Objective: Duplicate the portion of the Ship to Shore post starting at "They never stood" and ending at "who Margaret was.", keeping every word and mark unchanged.

Provided passage:
--- start ---

Feeds:
Posts
Comments

Posts Tagged ‘elizabeth adams’

Dear readers, you are in for a real treat today! Elizabeth Adams has just released a new contemporary romance novel, Ship to Shore, and I’m thrilled to be sharing an excerpt from the book with you. I hope you enjoy it as much as I did! But first, the book blurb:

Dodging and weaving her mother’s attempts to get her married off and producing grandbabies as soon as possible, Maggie focuses on teaching and doing fun projects with her students—like sending a box of cards to anonymous soldiers for the holidays. She’s more than a little surprised when the receiving naval officer writes a proper thank-you letter.

The magic ensues when Maggie writes back. She sees her new pen pal as an innocent diversion—until he isn’t.

Lt. Commander F. Hawkins thinks he’s writing to a sweet little old woman. Little does he know that the woman sending him baked goods is going to capture his heart.

In a culture of online dating and hook-ups, Maggie and Hawkins find themselves transported through the old-fashioned act of letter-writing. His steadfast earnestness can’t help but appeal. Her charm and vivacity can’t fail to captivate.

They never stood a chance.

****

An excerpt from Ship to Shore, courtesy of Elizabeth Adams:

Curious about what had happened but knowing she shouldn’t ask, and he wouldn’t tell her even if she did, she started a batch of cookies and sat at the kitchen table to write while they baked.

“Whatcha doin’, little sister?”

Maggie smiled at the sound of her sister’s voice. Sarah was five when Maggie was born and she’d had a bit of a misunderstanding about the new baby’s name. Everyone had constantly asked her how she liked her new little sister, and Sarah had thought that was what they were calling the baby until Margaret’s first birthday when Sarah read the cake and innocently asked who Margaret was.

It had taken her years to live it down, but she still used the nickname occasionally.

“Hey! I’m baking cookies. You can take some to the office tomorrow if you want.”

“Thank you. I brought a chicken. We can make a quick salad to go with it.” She unpacked her grocery sack on the counter and glanced at her sister. “Grading papers?”

“No, writing a letter actually.”

“Oh? To whom?”

“To this guy in the Navy. He’s the one who got the box I mailed.”

--- end ---

Extracted records:
--- start ---

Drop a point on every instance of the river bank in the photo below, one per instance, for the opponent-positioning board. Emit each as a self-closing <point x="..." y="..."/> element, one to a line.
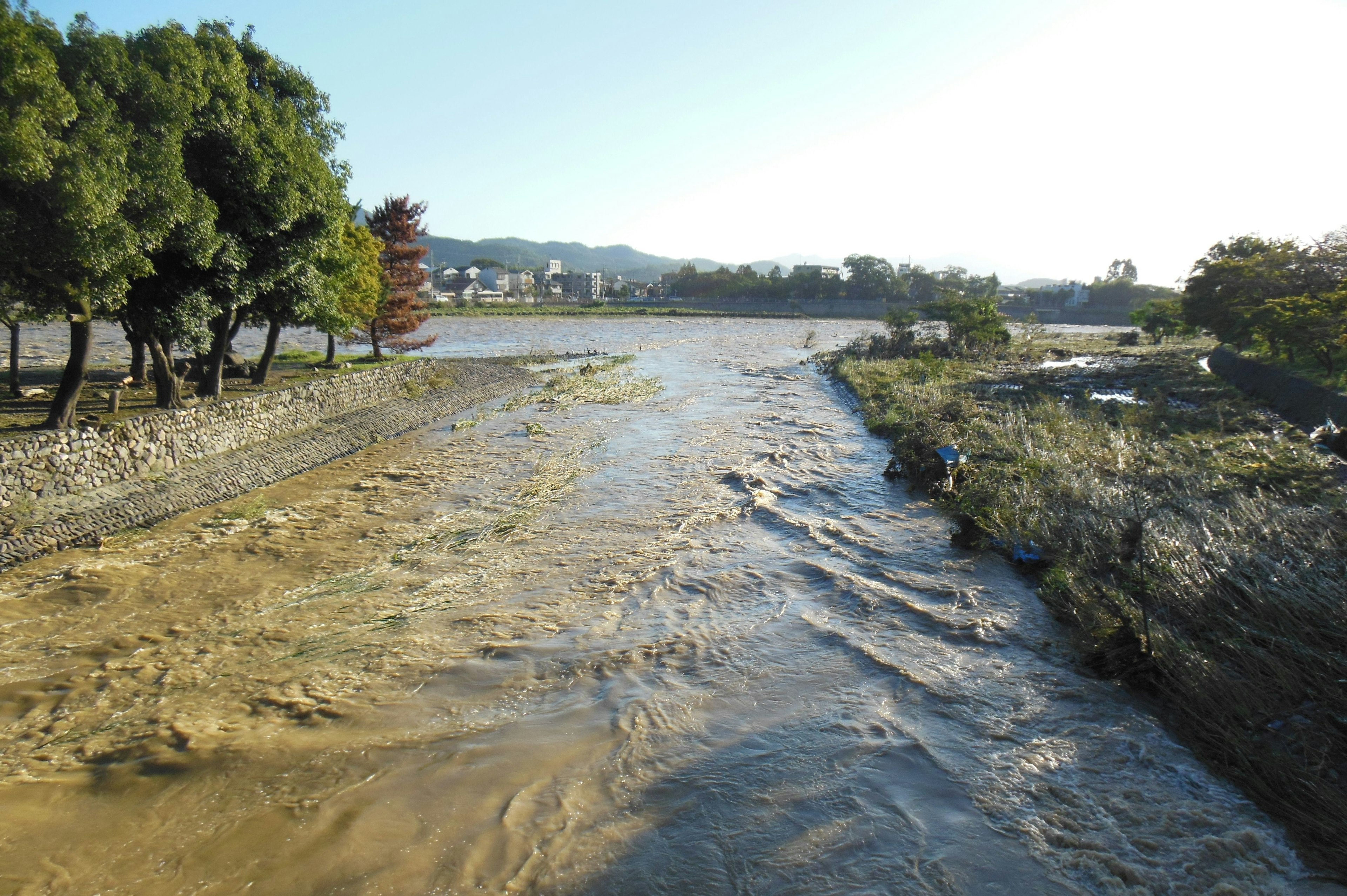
<point x="688" y="642"/>
<point x="100" y="484"/>
<point x="1194" y="542"/>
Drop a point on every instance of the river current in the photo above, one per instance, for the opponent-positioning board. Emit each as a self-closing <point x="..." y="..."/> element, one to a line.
<point x="688" y="645"/>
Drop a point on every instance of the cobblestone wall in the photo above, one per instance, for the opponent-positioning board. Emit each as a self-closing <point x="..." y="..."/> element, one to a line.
<point x="1298" y="399"/>
<point x="85" y="518"/>
<point x="43" y="465"/>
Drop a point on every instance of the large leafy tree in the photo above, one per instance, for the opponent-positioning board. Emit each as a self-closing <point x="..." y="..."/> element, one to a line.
<point x="872" y="279"/>
<point x="172" y="304"/>
<point x="976" y="325"/>
<point x="294" y="285"/>
<point x="271" y="174"/>
<point x="14" y="313"/>
<point x="76" y="220"/>
<point x="396" y="223"/>
<point x="1230" y="286"/>
<point x="356" y="282"/>
<point x="1314" y="324"/>
<point x="34" y="112"/>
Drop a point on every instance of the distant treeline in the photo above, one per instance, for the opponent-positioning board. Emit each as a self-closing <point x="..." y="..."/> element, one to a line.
<point x="869" y="279"/>
<point x="182" y="184"/>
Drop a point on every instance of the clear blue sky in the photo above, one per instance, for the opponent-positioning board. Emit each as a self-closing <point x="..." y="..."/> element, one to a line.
<point x="704" y="128"/>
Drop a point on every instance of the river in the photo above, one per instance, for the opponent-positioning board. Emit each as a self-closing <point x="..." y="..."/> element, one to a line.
<point x="693" y="643"/>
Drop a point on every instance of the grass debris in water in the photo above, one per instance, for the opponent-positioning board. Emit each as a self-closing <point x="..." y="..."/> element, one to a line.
<point x="1197" y="545"/>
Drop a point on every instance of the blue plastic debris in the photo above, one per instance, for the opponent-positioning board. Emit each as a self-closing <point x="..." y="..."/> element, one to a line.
<point x="950" y="454"/>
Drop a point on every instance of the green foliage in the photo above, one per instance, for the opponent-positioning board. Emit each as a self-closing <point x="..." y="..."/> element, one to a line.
<point x="1198" y="553"/>
<point x="34" y="104"/>
<point x="871" y="279"/>
<point x="976" y="325"/>
<point x="1125" y="294"/>
<point x="356" y="286"/>
<point x="1279" y="294"/>
<point x="1162" y="318"/>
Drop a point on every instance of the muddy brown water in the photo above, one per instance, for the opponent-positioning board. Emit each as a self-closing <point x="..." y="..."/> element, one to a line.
<point x="693" y="643"/>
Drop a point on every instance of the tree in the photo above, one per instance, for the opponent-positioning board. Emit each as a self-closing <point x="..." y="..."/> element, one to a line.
<point x="356" y="283"/>
<point x="976" y="325"/>
<point x="1162" y="318"/>
<point x="398" y="223"/>
<point x="267" y="163"/>
<point x="1122" y="270"/>
<point x="902" y="325"/>
<point x="871" y="279"/>
<point x="14" y="313"/>
<point x="922" y="286"/>
<point x="204" y="92"/>
<point x="1316" y="324"/>
<point x="1230" y="286"/>
<point x="80" y="234"/>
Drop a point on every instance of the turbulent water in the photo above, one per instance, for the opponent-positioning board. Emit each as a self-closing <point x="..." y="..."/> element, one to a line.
<point x="686" y="643"/>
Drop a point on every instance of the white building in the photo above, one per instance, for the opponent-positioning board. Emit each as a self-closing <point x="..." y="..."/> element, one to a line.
<point x="584" y="288"/>
<point x="1079" y="294"/>
<point x="495" y="278"/>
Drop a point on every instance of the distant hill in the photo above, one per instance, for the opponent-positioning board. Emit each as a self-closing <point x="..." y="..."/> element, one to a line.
<point x="574" y="256"/>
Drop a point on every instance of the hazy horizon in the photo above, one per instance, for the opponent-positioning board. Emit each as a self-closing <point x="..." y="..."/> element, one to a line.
<point x="1038" y="138"/>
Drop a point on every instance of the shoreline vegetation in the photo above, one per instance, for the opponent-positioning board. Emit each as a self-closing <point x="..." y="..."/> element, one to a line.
<point x="597" y="309"/>
<point x="1194" y="545"/>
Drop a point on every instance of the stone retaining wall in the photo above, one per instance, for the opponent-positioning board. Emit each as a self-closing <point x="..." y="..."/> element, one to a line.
<point x="1298" y="399"/>
<point x="89" y="517"/>
<point x="41" y="465"/>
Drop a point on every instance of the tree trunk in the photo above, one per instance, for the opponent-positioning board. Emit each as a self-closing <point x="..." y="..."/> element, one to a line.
<point x="267" y="353"/>
<point x="14" y="359"/>
<point x="212" y="376"/>
<point x="64" y="407"/>
<point x="234" y="331"/>
<point x="168" y="386"/>
<point x="138" y="359"/>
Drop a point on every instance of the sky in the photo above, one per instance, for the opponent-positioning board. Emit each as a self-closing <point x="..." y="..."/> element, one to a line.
<point x="1031" y="138"/>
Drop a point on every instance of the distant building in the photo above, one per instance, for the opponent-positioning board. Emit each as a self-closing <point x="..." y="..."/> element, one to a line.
<point x="473" y="290"/>
<point x="495" y="278"/>
<point x="584" y="288"/>
<point x="1079" y="294"/>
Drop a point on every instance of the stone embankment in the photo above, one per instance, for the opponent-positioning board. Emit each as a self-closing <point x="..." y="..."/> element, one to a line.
<point x="100" y="483"/>
<point x="1296" y="398"/>
<point x="43" y="465"/>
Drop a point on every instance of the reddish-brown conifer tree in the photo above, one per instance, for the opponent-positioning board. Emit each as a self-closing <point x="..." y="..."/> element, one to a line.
<point x="398" y="223"/>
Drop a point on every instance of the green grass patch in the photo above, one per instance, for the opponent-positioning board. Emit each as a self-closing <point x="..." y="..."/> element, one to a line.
<point x="1197" y="545"/>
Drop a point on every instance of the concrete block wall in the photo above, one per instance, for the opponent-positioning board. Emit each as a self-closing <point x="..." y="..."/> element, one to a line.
<point x="48" y="464"/>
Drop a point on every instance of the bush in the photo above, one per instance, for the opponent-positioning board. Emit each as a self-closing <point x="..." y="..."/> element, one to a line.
<point x="1202" y="557"/>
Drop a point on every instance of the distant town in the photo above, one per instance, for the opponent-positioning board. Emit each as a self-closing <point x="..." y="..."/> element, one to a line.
<point x="489" y="282"/>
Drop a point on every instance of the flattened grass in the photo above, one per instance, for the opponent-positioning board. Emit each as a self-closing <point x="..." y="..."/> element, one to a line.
<point x="1197" y="545"/>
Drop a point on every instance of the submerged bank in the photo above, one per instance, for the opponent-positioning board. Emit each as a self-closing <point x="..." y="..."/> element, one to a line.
<point x="689" y="643"/>
<point x="72" y="488"/>
<point x="1197" y="545"/>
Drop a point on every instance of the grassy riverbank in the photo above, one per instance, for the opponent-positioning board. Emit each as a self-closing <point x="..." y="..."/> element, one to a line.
<point x="597" y="310"/>
<point x="1195" y="545"/>
<point x="290" y="368"/>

--- end ---

Written answer:
They never stood a chance.

****

An excerpt from Ship to Shore, courtesy of Elizabeth Adams:

Curious about what had happened but knowing she shouldn’t ask, and he wouldn’t tell her even if she did, she started a batch of cookies and sat at the kitchen table to write while they baked.

“Whatcha doin’, little sister?”

Maggie smiled at the sound of her sister’s voice. Sarah was five when Maggie was born and she’d had a bit of a misunderstanding about the new baby’s name. Everyone had constantly asked her how she liked her new little sister, and Sarah had thought that was what they were calling the baby until Margaret’s first birthday when Sarah read the cake and innocently asked who Margaret was.